◆ **抽出テキスト**:

________________

プロジェクトを進行していく上で、目標達成に向けて大小問わず必ず課題が発生します。今後発生しうる課題、現在発生している課題を一覧化し管理しておくことで、大きな問題の発生を防ぎ、正しく事業を推進することに繋がります。本記事では課題管理表の作成方法とポイントをご紹介しますので、ぜひ参考に取り組んでみてください。

課題管理の重要性

そもそも課題管理とは、プロジェクトの目標を達成するために解決すべき課題を見える化し、解決に向けて取り組むことを指します。プロジェクトの成功をゴールとし、課題のトラブル化の防止、発生してしまった課題の迅速な解決を目的として取り組みます。

プロジェクトに取り組む際にはプロジェクト計画書を作成するかと思いますが、実際にすべてが計画通りに進むことはほぼあり得ません。タスクの抜け漏れやメンバーの体調不良、関係先との調整などから必ずズレが発生します。課題管理を行い、プロジェクトにおいて発生している課題・今後発生しうる課題とそれぞれの対応状況をまとめておくことで、計画からずれてしまった場合でも大きな失敗を防ぐことができます。

課題管理表とは

課題管理表とは、プロジェクトの課題管理に用いられるシートです。生じている課題・今後生じうる課題と各課題に対する対応状況・結果などを一覧にして見える化することができます。いちページにまとめておくことでプロジェクトに関係するメンバー全員が閲覧でき、プロジェクトの現状や今後の状況についてチーム内で共通認識を持つことも可能になります。

課題管理表のサンプル画像です。

________________

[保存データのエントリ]
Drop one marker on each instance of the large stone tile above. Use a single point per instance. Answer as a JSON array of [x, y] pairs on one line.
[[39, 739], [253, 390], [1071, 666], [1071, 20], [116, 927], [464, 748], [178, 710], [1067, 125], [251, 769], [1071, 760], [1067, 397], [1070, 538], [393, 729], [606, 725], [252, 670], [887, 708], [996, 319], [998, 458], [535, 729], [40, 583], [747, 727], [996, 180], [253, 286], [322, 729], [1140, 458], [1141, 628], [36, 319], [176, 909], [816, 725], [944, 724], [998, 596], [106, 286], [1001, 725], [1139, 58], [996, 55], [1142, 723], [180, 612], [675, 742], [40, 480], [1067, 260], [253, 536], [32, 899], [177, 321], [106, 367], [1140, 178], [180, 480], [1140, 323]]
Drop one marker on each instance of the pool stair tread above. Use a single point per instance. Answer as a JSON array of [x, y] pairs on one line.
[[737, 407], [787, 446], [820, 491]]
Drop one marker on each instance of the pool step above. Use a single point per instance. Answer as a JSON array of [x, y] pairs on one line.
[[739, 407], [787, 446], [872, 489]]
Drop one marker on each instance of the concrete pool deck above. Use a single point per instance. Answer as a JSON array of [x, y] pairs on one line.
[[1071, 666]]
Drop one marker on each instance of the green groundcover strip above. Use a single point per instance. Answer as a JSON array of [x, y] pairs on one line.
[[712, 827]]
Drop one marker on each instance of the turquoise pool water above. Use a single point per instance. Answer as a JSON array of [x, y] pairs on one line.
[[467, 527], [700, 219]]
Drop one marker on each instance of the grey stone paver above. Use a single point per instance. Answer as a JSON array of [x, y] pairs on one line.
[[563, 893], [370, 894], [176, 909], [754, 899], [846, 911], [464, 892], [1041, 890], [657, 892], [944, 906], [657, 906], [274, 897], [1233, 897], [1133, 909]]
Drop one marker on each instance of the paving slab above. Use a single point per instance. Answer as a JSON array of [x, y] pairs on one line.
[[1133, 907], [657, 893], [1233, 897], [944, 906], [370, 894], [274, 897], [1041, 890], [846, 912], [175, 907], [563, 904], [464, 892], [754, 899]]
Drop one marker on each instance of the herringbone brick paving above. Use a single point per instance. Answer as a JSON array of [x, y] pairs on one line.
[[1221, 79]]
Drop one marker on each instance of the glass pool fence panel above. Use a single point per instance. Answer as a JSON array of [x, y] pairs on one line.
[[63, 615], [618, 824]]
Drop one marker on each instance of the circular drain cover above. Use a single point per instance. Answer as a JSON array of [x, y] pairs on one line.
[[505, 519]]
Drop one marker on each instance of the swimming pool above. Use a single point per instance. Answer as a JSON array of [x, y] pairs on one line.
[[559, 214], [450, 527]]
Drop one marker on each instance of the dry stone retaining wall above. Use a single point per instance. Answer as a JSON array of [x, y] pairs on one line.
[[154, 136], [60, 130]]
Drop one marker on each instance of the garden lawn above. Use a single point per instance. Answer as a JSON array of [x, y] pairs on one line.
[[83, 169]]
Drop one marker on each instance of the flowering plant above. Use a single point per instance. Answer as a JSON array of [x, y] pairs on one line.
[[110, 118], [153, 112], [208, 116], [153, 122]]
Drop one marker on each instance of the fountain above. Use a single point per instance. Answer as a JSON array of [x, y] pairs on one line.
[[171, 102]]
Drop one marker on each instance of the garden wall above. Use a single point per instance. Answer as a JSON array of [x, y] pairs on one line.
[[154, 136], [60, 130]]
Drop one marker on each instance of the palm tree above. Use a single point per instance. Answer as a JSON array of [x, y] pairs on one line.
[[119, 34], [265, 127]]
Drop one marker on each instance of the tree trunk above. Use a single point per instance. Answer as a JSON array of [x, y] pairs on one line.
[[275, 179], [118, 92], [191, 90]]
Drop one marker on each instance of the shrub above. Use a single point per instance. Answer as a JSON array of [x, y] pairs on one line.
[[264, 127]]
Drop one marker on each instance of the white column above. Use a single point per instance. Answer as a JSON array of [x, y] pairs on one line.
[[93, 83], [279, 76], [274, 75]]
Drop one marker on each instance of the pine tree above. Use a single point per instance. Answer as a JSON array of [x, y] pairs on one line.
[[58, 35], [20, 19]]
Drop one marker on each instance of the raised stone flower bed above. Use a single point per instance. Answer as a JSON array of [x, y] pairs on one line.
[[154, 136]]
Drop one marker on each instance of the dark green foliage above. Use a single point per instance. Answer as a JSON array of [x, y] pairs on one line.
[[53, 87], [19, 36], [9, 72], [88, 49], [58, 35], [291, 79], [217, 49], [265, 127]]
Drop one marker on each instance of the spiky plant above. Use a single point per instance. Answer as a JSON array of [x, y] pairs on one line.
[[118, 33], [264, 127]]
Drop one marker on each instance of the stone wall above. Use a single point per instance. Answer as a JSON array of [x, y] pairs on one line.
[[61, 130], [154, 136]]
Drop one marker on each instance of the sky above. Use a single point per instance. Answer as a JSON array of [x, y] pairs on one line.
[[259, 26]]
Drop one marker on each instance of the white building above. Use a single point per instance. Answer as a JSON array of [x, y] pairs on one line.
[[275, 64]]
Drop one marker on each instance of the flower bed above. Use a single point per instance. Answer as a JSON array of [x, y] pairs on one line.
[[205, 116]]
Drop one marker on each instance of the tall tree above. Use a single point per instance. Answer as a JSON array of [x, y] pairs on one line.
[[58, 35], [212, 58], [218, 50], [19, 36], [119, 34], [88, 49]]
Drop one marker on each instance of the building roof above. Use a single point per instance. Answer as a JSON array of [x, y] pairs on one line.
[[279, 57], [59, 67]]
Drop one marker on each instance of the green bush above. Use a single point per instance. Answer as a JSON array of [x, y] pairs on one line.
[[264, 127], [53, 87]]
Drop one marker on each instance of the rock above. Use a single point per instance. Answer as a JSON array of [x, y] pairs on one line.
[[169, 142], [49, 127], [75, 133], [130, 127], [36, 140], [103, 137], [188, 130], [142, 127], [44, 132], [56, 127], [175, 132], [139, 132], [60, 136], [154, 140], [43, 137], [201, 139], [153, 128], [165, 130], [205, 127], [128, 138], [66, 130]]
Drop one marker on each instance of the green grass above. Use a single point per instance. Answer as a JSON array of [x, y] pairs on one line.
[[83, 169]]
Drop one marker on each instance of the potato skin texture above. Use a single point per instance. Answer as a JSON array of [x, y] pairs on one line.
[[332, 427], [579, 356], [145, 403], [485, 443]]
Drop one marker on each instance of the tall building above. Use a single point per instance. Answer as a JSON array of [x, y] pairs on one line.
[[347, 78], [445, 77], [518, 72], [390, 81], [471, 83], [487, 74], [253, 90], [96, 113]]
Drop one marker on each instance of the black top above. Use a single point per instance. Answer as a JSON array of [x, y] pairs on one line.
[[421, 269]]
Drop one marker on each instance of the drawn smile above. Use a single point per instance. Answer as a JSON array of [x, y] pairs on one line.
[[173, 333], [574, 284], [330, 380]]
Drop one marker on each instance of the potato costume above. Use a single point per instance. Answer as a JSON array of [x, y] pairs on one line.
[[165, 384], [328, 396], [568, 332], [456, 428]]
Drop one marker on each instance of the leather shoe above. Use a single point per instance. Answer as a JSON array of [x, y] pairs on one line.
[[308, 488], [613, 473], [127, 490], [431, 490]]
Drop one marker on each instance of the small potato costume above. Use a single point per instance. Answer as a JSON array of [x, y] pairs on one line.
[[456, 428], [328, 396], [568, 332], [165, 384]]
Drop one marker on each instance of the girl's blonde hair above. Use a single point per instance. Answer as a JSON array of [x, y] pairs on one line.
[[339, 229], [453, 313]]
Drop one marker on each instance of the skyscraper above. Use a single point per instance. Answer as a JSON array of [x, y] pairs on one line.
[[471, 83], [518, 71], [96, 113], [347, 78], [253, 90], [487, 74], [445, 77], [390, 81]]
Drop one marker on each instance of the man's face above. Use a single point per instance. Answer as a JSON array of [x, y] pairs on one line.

________________

◆ **練習問題**:
A) 課題管理の文章のうち「そもそも課題管理とは、プロジ」で始まり「を持つことも可能になります。」までの部分を、「プロジェクト計画書」を「実行計画書」に改めて書き直してください。
B) 課題管理の文章について、最後の文の次から続きを書いてください。

◆ **演習の解答**:
A)
そもそも課題管理とは、プロジェクトの目標を達成するために解決すべき課題を見える化し、解決に向けて取り組むことを指します。プロジェクトの成功をゴールとし、課題のトラブル化の防止、発生してしまった課題の迅速な解決を目的として取り組みます。

プロジェクトに取り組む際には実行計画書を作成するかと思いますが、実際にすべてが計画通りに進むことはほぼあり得ません。タスクの抜け漏れやメンバーの体調不良、関係先との調整などから必ずズレが発生します。課題管理を行い、プロジェクトにおいて発生している課題・今後発生しうる課題とそれぞれの対応状況をまとめておくことで、計画からずれてしまった場合でも大きな失敗を防ぐことができます。

課題管理表とは

課題管理表とは、プロジェクトの課題管理に用いられるシートです。生じている課題・今後生じうる課題と各課題に対する対応状況・結果などを一覧にして見える化することができます。いちページにまとめておくことでプロジェクトに関係するメンバー全員が閲覧でき、プロジェクトの現状や今後の状況についてチーム内で共通認識を持つことも可能になります。

B)
課題管理表のサンプル

今回の記事でもご紹介しているように、多くの企業ではExcelやGoogleスプレッドシートを用いて課題管理表を作成しています。ツールを用いて管理されることもあります。初めて課題管理を行う場合にはexcelでミニマムに始めてみましょう。

プロセスマネジメントツールoctpathで課題管理を行う。

課題管理表の作成と運用の方法

次に、課題管理表の作成方法についてご説明します。大きくまとめると、以下4つの流れで取り組んでいきます。

  1. 管理表の骨子を作成する
  2. 課題を思いつく限り記入する
  3. チームで共有し、各課題に対する対応と解決策を検討する
  4. 定期的に見返し、更新する

また、今回使用した課題管理表のサンプルテンプレートを、以下よりダウンロードいただけます。雛形としてそのままお使いください。

課題管理表のサンプルイメージです

1. 管理表の骨子を作成する

まずは、課題管理表の骨子を作成します。サンプルにある、以下の赤枠部分を定めます。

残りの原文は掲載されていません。